#### Records:
★ ★ ★ ★

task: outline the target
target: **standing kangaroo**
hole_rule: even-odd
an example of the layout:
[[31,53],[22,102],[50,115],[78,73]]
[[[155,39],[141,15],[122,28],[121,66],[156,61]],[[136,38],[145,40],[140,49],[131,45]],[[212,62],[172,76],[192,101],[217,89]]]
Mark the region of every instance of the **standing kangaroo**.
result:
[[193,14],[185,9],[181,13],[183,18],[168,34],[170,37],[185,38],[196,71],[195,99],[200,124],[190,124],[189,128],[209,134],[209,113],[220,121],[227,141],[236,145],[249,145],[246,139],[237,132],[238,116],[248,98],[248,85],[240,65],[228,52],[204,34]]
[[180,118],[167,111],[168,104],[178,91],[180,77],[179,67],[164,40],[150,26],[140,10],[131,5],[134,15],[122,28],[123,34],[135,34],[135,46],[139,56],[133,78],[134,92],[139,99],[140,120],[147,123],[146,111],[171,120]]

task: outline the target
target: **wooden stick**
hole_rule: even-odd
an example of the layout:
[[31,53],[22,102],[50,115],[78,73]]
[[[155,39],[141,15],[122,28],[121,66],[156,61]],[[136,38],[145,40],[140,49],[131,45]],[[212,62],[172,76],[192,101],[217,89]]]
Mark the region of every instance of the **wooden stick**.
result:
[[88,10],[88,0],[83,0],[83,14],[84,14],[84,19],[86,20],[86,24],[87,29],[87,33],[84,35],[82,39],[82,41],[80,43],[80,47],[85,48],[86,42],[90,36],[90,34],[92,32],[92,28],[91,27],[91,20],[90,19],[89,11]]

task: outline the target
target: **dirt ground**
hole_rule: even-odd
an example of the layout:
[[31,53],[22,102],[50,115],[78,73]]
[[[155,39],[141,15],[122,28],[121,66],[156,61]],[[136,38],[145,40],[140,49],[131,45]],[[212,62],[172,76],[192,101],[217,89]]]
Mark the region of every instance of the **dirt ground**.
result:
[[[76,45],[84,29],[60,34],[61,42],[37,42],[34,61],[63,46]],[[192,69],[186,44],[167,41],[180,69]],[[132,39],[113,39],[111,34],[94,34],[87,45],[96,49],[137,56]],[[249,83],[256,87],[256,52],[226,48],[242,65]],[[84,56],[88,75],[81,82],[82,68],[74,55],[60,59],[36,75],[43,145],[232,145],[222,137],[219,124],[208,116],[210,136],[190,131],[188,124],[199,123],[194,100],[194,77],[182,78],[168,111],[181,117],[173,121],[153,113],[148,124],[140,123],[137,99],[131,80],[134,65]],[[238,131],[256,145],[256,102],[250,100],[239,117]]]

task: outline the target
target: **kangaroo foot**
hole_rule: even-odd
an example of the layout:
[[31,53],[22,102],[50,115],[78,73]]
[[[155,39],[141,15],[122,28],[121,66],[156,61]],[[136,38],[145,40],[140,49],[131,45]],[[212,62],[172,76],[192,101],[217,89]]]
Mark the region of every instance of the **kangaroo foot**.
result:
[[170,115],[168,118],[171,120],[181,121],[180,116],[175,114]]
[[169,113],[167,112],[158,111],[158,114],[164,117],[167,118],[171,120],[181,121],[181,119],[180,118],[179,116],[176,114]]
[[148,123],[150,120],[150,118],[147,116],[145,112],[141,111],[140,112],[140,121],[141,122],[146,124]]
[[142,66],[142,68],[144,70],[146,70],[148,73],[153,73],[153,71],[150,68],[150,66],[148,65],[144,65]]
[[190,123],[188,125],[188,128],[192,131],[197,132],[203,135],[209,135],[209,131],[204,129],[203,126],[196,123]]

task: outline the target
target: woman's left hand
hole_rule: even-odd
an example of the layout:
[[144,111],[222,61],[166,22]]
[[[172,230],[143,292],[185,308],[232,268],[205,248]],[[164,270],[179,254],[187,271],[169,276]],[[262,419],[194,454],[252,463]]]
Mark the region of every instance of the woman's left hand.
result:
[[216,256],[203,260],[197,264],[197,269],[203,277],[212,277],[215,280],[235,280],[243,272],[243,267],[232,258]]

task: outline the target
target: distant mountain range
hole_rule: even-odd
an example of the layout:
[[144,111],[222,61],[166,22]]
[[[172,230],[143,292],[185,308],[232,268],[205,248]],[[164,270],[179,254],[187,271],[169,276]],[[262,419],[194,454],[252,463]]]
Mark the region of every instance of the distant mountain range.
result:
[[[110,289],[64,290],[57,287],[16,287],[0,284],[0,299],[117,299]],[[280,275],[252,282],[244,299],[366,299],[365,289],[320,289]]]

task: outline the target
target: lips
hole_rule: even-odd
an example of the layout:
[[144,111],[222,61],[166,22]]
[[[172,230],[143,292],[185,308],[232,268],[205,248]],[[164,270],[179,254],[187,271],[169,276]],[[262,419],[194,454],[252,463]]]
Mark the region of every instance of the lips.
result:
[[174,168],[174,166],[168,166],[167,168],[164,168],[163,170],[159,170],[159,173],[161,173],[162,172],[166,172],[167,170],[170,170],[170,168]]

★ ★ ★ ★

Exactly as shown, repeat every record.

task: outline the target
target: **standing kangaroo**
hole_rule: even-odd
an example of the layout:
[[31,53],[22,102],[50,115],[78,73]]
[[[155,39],[141,15],[122,28],[121,66],[156,61]],[[136,38],[145,40],[140,49],[131,45]],[[212,62],[172,76],[192,101],[217,89]]]
Mark the region of every instance of the **standing kangaroo**.
result:
[[193,14],[185,9],[181,13],[183,18],[168,34],[170,37],[185,38],[196,71],[195,99],[200,124],[190,124],[189,128],[209,134],[209,113],[220,121],[227,141],[236,145],[249,145],[246,139],[237,132],[238,116],[248,98],[248,85],[240,65],[228,52],[204,34]]
[[180,118],[167,111],[168,104],[178,91],[180,77],[179,67],[164,40],[150,26],[140,10],[131,5],[134,15],[122,28],[123,34],[135,34],[135,46],[139,56],[133,78],[134,92],[139,99],[140,120],[147,123],[146,111],[171,120]]

task: outline the target
target: **wooden stick**
hole_rule: even-odd
an example of the layout:
[[31,53],[22,102],[50,115],[78,73]]
[[[155,39],[141,15],[122,28],[121,66],[156,61]],[[136,38],[145,40],[140,49],[131,45]],[[212,62],[172,76],[192,101],[217,89]]]
Mark the region of every instance of the **wooden stick**.
result:
[[88,10],[88,0],[83,0],[83,14],[84,14],[84,19],[86,20],[86,24],[87,29],[87,33],[84,35],[82,39],[82,41],[80,43],[80,47],[85,48],[86,42],[90,36],[90,34],[92,32],[92,28],[91,27],[91,20],[90,19],[89,11]]

task: outline the target
target: **dirt ground**
hole_rule: even-odd
an example of the layout:
[[31,53],[22,102],[50,115],[78,73]]
[[[155,39],[141,15],[122,28],[121,66],[156,61]],[[136,38],[145,40],[140,49],[131,45]],[[212,62],[172,76],[192,101],[217,89]]]
Mark the region of every instance of the **dirt ground**.
result:
[[[76,45],[84,29],[60,34],[61,42],[37,42],[34,61],[63,46]],[[192,69],[186,44],[167,41],[180,69]],[[132,39],[113,39],[111,34],[94,34],[87,45],[96,49],[137,56]],[[249,83],[256,87],[256,52],[226,48],[242,65]],[[84,56],[88,75],[81,82],[82,68],[74,55],[60,59],[36,75],[43,145],[232,145],[222,137],[219,124],[208,116],[210,136],[190,131],[188,124],[199,123],[194,100],[194,77],[182,78],[168,111],[181,117],[173,121],[153,113],[148,124],[140,123],[137,99],[131,80],[134,65]],[[238,131],[256,145],[256,102],[250,100],[239,117]]]

task: outline the target
target: **kangaroo foot**
hole_rule: even-odd
an example of the layout:
[[31,53],[22,102],[50,115],[78,73]]
[[[155,39],[141,15],[122,28],[121,66],[156,61]],[[136,38],[145,40],[140,49],[131,45]],[[212,62],[172,76],[192,101],[217,89]]]
Mark the region of every instance of the **kangaroo foot**.
result:
[[170,115],[168,118],[171,120],[181,121],[180,116],[175,114]]
[[169,113],[167,112],[158,111],[158,114],[164,117],[167,118],[171,120],[181,121],[181,119],[180,118],[179,116],[176,114]]
[[148,123],[150,120],[150,118],[147,116],[145,112],[141,111],[140,112],[140,121],[141,122],[146,124]]
[[142,66],[142,68],[144,70],[146,70],[148,73],[153,73],[153,71],[150,68],[150,66],[148,65],[144,65]]
[[190,123],[188,125],[188,128],[192,131],[197,132],[203,135],[209,135],[209,131],[204,129],[203,126],[196,123]]

task: outline the target
target: woman's left hand
hole_rule: even-odd
an example of the layout:
[[144,111],[222,61],[166,22]]
[[[172,230],[143,292],[185,308],[232,268],[205,248]],[[164,270],[179,254],[187,271],[169,276]],[[262,419],[194,454],[252,463]]]
Mark the region of every instance of the woman's left hand.
result:
[[216,256],[203,260],[197,264],[197,269],[203,277],[212,277],[215,280],[235,280],[243,272],[243,267],[232,258]]

task: outline the target
target: distant mountain range
hole_rule: even-odd
an example of the layout:
[[144,111],[222,61],[166,22]]
[[[172,230],[143,292],[185,308],[232,268],[205,248]],[[164,270],[179,254],[187,271],[169,276]],[[262,419],[194,454],[252,463]]]
Mark the region of every instance of the distant mountain range.
result:
[[[110,289],[64,290],[57,287],[16,287],[0,284],[0,299],[117,299]],[[280,275],[252,282],[244,299],[366,299],[365,289],[320,289]]]

task: outline the target
target: lips
hole_rule: even-odd
an example of the layout:
[[144,111],[222,61],[166,22]]
[[[172,230],[143,292],[185,308],[232,268],[205,248]],[[164,270],[179,254],[187,271],[169,276]],[[262,419],[194,454],[252,463]]]
Mark the region of every instance of the lips.
result:
[[174,168],[174,166],[168,166],[167,168],[164,168],[163,170],[159,170],[159,173],[161,173],[162,172],[166,172],[167,170],[170,170],[170,168]]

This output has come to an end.